Reproduce the rows below verbatim, starting at the line containing "Each instance of the plastic" and continuing through the last of the rows, both ends included.
═══ RECORD SET ═══
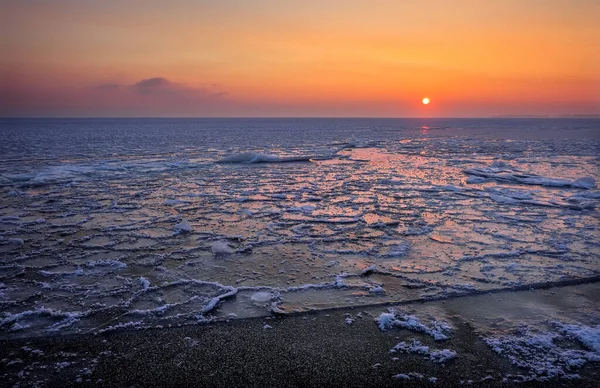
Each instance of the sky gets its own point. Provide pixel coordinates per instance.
(315, 58)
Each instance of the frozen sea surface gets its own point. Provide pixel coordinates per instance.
(109, 224)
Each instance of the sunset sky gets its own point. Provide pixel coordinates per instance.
(299, 58)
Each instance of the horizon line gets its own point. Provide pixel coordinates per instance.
(572, 116)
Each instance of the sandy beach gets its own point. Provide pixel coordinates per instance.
(304, 350)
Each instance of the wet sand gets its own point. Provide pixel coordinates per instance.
(307, 350)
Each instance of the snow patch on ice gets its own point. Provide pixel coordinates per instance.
(439, 330)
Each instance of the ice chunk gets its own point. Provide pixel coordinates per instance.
(220, 248)
(585, 183)
(252, 157)
(439, 330)
(183, 227)
(262, 296)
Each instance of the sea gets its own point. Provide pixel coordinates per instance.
(122, 224)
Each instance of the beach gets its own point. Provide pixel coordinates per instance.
(309, 349)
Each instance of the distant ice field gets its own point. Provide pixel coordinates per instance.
(115, 223)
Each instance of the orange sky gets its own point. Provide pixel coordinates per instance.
(309, 58)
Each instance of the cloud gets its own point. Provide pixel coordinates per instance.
(153, 85)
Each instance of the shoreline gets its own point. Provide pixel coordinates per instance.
(311, 349)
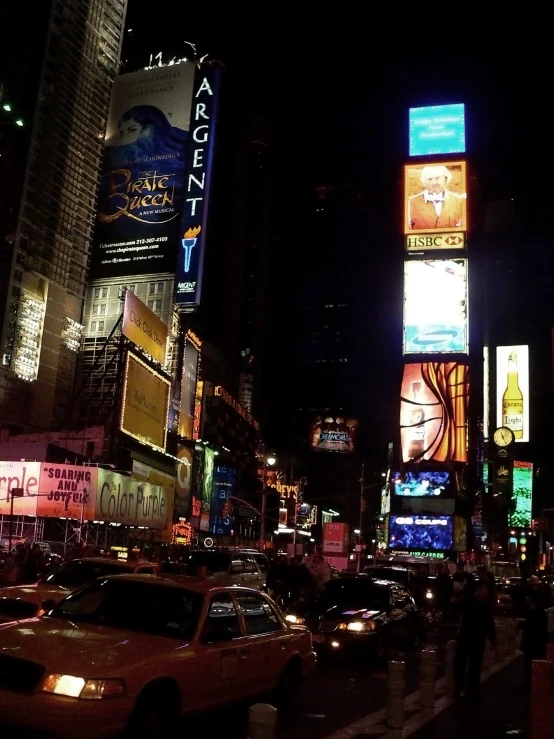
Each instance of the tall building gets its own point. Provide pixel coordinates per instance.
(56, 80)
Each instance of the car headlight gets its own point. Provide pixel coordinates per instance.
(292, 619)
(359, 626)
(78, 687)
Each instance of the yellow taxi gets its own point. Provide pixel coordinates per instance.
(131, 653)
(25, 601)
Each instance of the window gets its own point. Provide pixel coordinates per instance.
(222, 621)
(259, 616)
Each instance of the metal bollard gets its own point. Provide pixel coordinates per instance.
(262, 721)
(450, 653)
(427, 692)
(396, 684)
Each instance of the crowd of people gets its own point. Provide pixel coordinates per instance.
(290, 579)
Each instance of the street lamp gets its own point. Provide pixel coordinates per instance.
(268, 461)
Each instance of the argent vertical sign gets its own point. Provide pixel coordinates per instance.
(190, 259)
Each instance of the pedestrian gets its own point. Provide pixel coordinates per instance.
(476, 626)
(534, 639)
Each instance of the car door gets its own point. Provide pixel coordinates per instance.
(267, 641)
(219, 671)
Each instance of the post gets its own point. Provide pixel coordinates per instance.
(427, 691)
(359, 564)
(264, 508)
(11, 522)
(262, 721)
(396, 680)
(450, 653)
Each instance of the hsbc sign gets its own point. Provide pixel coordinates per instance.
(435, 242)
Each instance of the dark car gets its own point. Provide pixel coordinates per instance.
(359, 612)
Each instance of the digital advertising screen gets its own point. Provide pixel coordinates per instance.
(522, 494)
(433, 533)
(433, 412)
(512, 390)
(435, 306)
(437, 129)
(435, 197)
(333, 434)
(192, 237)
(421, 484)
(142, 185)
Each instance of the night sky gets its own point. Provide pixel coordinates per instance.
(338, 89)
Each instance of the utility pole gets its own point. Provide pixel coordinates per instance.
(359, 563)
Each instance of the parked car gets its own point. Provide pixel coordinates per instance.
(25, 601)
(147, 649)
(359, 611)
(227, 567)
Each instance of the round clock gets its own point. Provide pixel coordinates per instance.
(503, 436)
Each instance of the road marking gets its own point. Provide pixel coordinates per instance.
(375, 724)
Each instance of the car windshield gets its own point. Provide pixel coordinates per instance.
(134, 605)
(212, 561)
(353, 593)
(80, 571)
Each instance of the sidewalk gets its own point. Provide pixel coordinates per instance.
(503, 711)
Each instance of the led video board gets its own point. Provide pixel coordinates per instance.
(437, 129)
(433, 533)
(433, 412)
(435, 307)
(512, 390)
(421, 484)
(435, 197)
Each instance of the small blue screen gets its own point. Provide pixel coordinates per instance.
(437, 129)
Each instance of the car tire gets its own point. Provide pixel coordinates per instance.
(287, 685)
(155, 712)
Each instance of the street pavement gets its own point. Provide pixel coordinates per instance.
(340, 692)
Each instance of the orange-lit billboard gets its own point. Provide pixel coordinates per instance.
(333, 434)
(433, 412)
(145, 403)
(435, 197)
(143, 327)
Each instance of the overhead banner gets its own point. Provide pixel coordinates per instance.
(435, 306)
(142, 185)
(437, 129)
(190, 261)
(333, 434)
(512, 390)
(435, 197)
(122, 499)
(143, 327)
(145, 403)
(433, 412)
(67, 491)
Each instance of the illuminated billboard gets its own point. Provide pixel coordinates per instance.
(435, 533)
(433, 412)
(145, 403)
(522, 494)
(437, 129)
(333, 434)
(435, 197)
(435, 306)
(143, 327)
(192, 237)
(512, 390)
(142, 186)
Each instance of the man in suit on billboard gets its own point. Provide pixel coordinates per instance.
(436, 206)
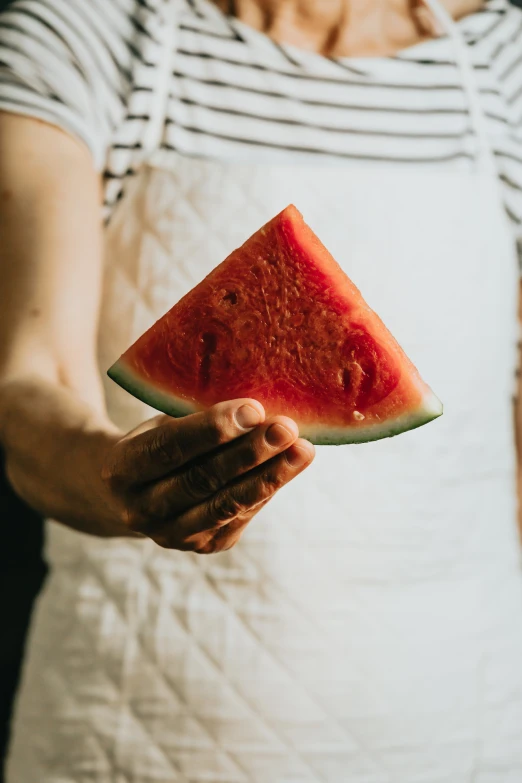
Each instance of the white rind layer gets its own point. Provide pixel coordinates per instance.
(320, 435)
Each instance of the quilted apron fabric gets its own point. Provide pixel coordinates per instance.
(368, 627)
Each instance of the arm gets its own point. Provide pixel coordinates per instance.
(169, 479)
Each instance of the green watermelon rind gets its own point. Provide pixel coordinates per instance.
(321, 435)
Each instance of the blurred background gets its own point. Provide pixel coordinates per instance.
(22, 573)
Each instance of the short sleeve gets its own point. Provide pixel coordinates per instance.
(69, 62)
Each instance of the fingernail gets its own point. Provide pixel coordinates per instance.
(278, 435)
(247, 417)
(298, 456)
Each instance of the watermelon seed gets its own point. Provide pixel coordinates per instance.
(346, 379)
(230, 297)
(209, 341)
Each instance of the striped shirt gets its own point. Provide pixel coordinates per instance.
(234, 94)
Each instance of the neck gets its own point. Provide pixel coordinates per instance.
(346, 28)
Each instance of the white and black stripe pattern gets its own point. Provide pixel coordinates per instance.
(237, 95)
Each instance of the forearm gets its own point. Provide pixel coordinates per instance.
(54, 445)
(53, 426)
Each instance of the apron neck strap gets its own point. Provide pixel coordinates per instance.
(485, 154)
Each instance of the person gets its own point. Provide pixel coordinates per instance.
(357, 617)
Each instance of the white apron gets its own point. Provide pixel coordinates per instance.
(368, 627)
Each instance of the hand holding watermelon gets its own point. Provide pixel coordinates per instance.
(195, 483)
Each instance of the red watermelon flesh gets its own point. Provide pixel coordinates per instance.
(281, 322)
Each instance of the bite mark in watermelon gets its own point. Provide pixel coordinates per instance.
(279, 321)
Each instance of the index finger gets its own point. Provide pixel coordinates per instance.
(158, 451)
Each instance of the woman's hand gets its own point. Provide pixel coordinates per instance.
(195, 483)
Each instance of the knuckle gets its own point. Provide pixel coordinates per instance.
(226, 506)
(250, 455)
(134, 519)
(199, 482)
(270, 482)
(209, 548)
(216, 429)
(111, 476)
(165, 448)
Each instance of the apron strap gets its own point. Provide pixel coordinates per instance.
(153, 135)
(485, 153)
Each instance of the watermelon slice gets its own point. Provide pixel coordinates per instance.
(281, 322)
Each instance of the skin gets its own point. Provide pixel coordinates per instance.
(345, 28)
(191, 484)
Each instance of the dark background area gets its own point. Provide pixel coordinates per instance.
(22, 573)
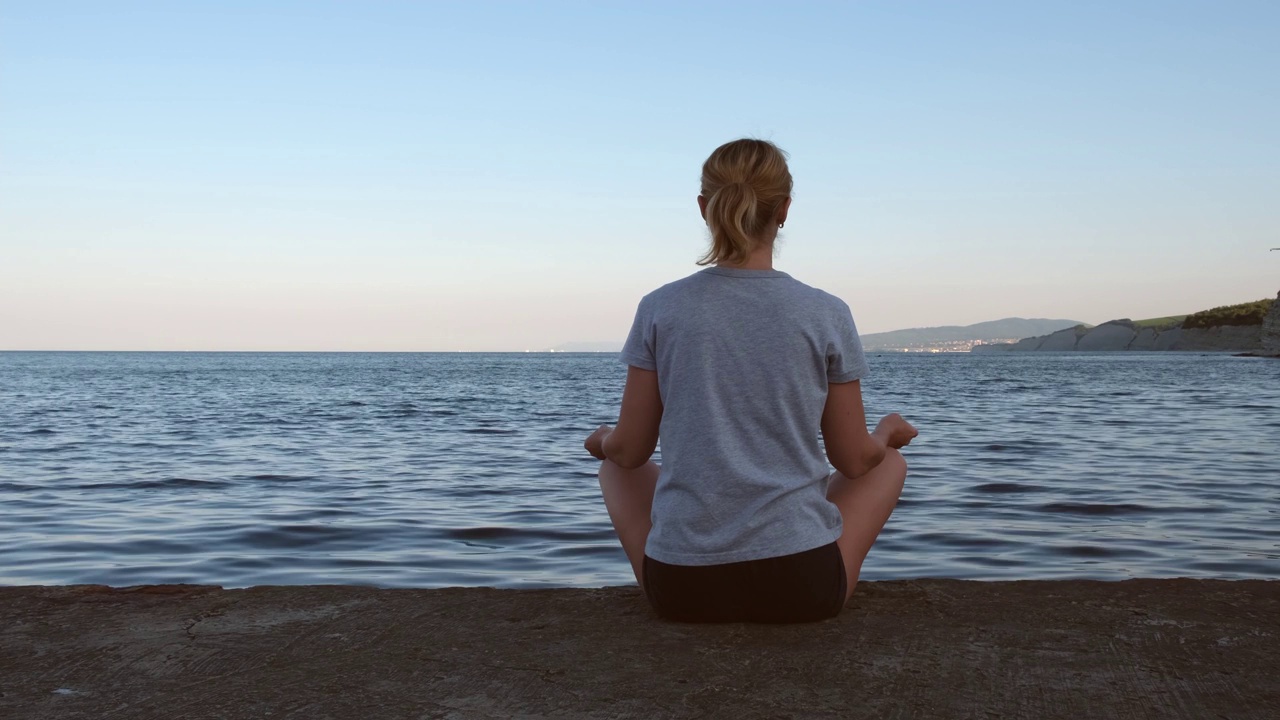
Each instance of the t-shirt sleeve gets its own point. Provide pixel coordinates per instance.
(639, 349)
(845, 359)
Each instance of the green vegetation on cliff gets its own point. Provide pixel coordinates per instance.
(1242, 314)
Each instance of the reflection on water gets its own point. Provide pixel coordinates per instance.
(449, 469)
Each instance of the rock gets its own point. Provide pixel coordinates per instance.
(1144, 341)
(1223, 338)
(1169, 338)
(1057, 342)
(906, 648)
(1109, 336)
(1270, 335)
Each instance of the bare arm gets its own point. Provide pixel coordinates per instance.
(632, 442)
(850, 447)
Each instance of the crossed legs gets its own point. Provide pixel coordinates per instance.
(629, 499)
(864, 504)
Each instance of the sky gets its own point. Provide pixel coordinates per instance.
(515, 176)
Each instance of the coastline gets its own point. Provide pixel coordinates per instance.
(914, 648)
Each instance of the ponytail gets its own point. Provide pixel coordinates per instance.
(745, 183)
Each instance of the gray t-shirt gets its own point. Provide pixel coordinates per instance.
(743, 359)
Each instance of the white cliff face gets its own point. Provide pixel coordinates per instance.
(1107, 336)
(1270, 336)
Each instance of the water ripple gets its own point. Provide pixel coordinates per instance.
(429, 470)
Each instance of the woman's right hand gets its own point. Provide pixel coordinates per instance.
(895, 431)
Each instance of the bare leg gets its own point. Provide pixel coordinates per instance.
(865, 505)
(629, 499)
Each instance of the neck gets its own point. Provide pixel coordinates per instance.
(759, 259)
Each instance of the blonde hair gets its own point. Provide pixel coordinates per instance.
(745, 182)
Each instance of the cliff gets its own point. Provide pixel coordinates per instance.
(1197, 333)
(1271, 329)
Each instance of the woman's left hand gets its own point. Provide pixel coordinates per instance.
(595, 443)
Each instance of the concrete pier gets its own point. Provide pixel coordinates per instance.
(922, 648)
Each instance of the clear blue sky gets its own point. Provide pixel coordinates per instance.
(502, 176)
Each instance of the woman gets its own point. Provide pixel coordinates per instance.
(737, 368)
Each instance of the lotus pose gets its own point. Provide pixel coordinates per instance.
(737, 368)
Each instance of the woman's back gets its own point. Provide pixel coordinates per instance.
(744, 359)
(736, 369)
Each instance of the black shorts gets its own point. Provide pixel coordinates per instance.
(804, 587)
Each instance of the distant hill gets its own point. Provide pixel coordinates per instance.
(949, 337)
(1232, 328)
(603, 346)
(961, 337)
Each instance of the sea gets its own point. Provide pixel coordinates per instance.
(467, 469)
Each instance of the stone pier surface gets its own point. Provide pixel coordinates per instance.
(918, 648)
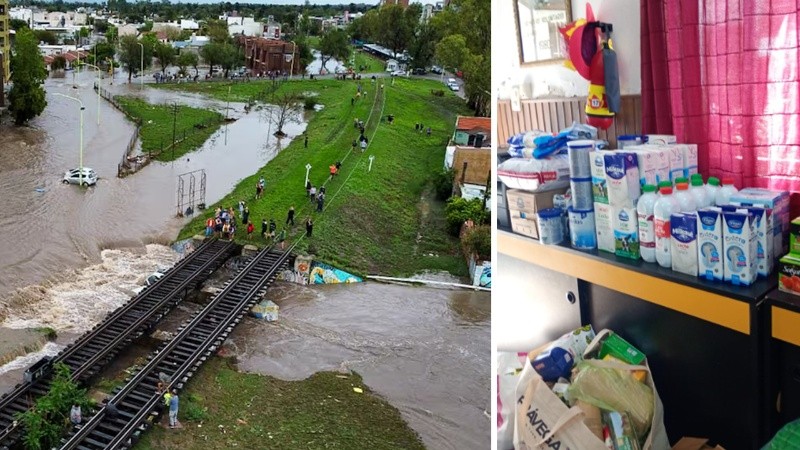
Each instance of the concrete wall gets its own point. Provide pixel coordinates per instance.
(553, 79)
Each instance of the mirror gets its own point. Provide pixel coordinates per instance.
(537, 21)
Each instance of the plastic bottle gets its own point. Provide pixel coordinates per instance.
(662, 210)
(698, 191)
(723, 196)
(685, 199)
(647, 235)
(712, 186)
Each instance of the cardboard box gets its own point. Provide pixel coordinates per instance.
(531, 202)
(688, 443)
(524, 224)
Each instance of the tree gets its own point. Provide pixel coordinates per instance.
(26, 99)
(59, 63)
(165, 54)
(130, 55)
(286, 110)
(16, 24)
(188, 59)
(212, 54)
(334, 44)
(46, 36)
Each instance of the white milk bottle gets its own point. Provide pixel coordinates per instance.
═══
### SOLVED EXERCISE:
Each instance of the plastic bottle gets its own point. Provide pixel coordinates per instance.
(662, 210)
(698, 191)
(723, 196)
(685, 199)
(647, 235)
(712, 186)
Each instance of the cardboard box gets its own point. Provide pixel coordinates per instance.
(531, 202)
(688, 443)
(524, 224)
Each instance of the tree gets its own point. Provide pixel coordinates per instance.
(26, 99)
(59, 63)
(165, 54)
(130, 55)
(286, 110)
(16, 24)
(188, 59)
(212, 54)
(334, 44)
(46, 36)
Each instance of the white milk bottle gets its own point. Provide pixel coordinates per instance.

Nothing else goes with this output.